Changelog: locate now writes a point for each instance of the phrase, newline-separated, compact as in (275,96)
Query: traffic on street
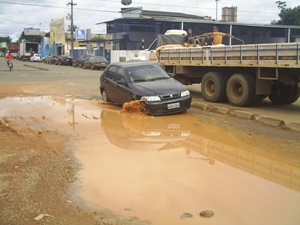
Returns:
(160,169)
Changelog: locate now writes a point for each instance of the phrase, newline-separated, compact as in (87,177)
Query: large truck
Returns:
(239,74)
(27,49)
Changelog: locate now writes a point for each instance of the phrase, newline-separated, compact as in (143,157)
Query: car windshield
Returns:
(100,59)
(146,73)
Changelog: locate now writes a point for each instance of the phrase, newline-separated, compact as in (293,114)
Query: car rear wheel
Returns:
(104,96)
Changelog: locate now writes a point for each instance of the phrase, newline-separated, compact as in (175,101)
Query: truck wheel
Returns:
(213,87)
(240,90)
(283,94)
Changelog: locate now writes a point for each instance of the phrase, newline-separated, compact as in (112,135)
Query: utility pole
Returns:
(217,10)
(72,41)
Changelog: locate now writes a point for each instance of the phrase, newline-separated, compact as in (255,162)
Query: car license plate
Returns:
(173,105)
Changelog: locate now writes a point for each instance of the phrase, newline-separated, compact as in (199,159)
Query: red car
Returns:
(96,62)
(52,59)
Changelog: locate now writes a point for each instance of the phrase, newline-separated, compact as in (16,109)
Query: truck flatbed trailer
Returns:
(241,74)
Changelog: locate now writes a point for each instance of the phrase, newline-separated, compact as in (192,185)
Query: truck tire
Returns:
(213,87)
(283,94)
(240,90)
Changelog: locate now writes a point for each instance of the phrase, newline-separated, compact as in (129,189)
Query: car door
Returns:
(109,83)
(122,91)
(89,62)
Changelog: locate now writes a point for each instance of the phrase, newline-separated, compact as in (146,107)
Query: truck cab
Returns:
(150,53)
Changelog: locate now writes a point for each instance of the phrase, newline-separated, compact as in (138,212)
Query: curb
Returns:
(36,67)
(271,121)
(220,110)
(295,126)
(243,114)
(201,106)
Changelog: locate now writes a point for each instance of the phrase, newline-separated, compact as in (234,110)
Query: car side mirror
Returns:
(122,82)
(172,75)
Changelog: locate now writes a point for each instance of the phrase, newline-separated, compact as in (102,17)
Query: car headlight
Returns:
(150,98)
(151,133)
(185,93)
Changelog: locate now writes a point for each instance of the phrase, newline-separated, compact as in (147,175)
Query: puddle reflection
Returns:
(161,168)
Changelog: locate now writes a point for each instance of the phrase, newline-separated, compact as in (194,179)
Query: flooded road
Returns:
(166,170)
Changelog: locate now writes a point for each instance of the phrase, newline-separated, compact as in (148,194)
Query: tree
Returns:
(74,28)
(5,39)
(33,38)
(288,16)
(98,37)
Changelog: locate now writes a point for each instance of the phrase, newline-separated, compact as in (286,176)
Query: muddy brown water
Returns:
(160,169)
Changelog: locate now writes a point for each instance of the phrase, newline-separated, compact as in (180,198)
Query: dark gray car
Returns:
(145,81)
++++++++++++++++++++
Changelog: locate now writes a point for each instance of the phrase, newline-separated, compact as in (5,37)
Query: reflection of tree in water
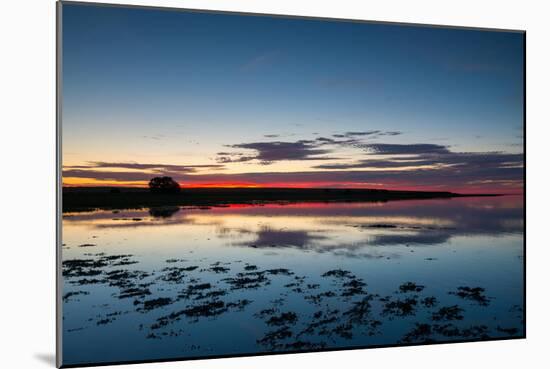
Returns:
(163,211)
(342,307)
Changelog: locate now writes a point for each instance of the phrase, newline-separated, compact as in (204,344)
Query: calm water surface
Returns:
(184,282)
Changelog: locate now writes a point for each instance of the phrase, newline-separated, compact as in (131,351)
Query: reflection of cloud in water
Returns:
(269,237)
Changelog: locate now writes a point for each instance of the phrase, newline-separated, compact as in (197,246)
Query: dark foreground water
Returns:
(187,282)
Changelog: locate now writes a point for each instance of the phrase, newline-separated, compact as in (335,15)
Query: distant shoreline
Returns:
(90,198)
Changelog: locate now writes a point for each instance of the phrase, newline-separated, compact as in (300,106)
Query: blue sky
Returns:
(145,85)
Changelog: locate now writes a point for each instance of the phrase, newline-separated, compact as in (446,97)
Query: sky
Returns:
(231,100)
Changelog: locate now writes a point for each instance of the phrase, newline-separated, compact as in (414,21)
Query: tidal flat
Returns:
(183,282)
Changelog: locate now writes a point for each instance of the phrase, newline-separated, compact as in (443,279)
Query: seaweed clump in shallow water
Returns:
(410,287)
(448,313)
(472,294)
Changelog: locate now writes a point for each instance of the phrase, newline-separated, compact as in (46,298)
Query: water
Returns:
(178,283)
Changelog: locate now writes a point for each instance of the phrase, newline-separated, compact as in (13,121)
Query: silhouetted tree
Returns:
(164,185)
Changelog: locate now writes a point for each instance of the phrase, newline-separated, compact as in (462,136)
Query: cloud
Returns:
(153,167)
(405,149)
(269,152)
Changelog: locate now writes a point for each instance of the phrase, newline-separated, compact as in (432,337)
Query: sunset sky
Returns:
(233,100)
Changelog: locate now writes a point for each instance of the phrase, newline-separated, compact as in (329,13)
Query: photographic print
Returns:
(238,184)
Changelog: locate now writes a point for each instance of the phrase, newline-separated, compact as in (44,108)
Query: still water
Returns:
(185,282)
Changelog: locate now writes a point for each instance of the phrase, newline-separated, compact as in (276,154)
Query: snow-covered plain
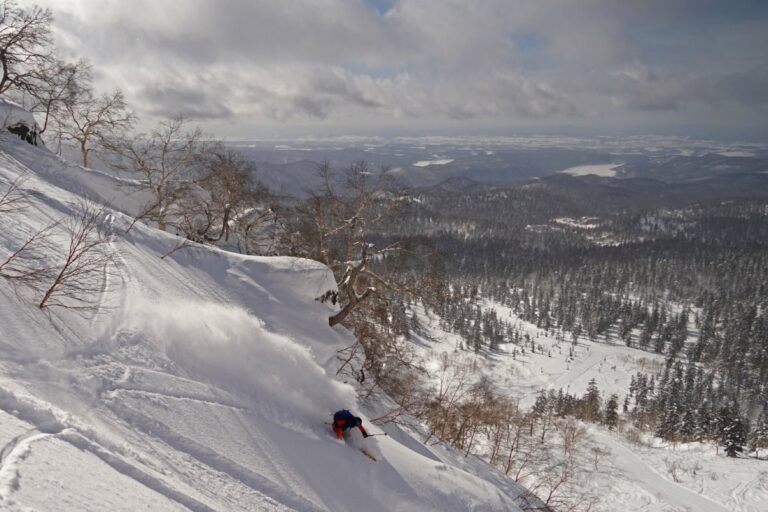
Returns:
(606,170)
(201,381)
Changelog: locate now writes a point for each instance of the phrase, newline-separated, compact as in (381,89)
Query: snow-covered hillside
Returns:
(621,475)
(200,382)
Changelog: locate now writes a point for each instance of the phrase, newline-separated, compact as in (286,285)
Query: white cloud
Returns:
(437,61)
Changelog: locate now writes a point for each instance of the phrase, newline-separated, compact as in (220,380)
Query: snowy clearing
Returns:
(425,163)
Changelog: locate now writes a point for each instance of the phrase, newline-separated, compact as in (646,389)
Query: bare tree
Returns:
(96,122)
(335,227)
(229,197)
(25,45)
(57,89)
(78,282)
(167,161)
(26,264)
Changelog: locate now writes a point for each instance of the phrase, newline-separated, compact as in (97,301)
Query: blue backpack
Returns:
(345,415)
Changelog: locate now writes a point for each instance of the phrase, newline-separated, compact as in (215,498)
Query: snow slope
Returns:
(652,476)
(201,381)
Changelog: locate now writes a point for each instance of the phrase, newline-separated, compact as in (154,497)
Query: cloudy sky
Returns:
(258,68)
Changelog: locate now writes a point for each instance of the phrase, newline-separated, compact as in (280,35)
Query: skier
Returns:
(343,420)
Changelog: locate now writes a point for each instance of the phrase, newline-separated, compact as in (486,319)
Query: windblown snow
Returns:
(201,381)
++++++++++++++++++++
What to work on »
Every line in the data above that includes the word "wheel" should be copied.

Answer to this task »
Query: car rear wheel
Query: truck wheel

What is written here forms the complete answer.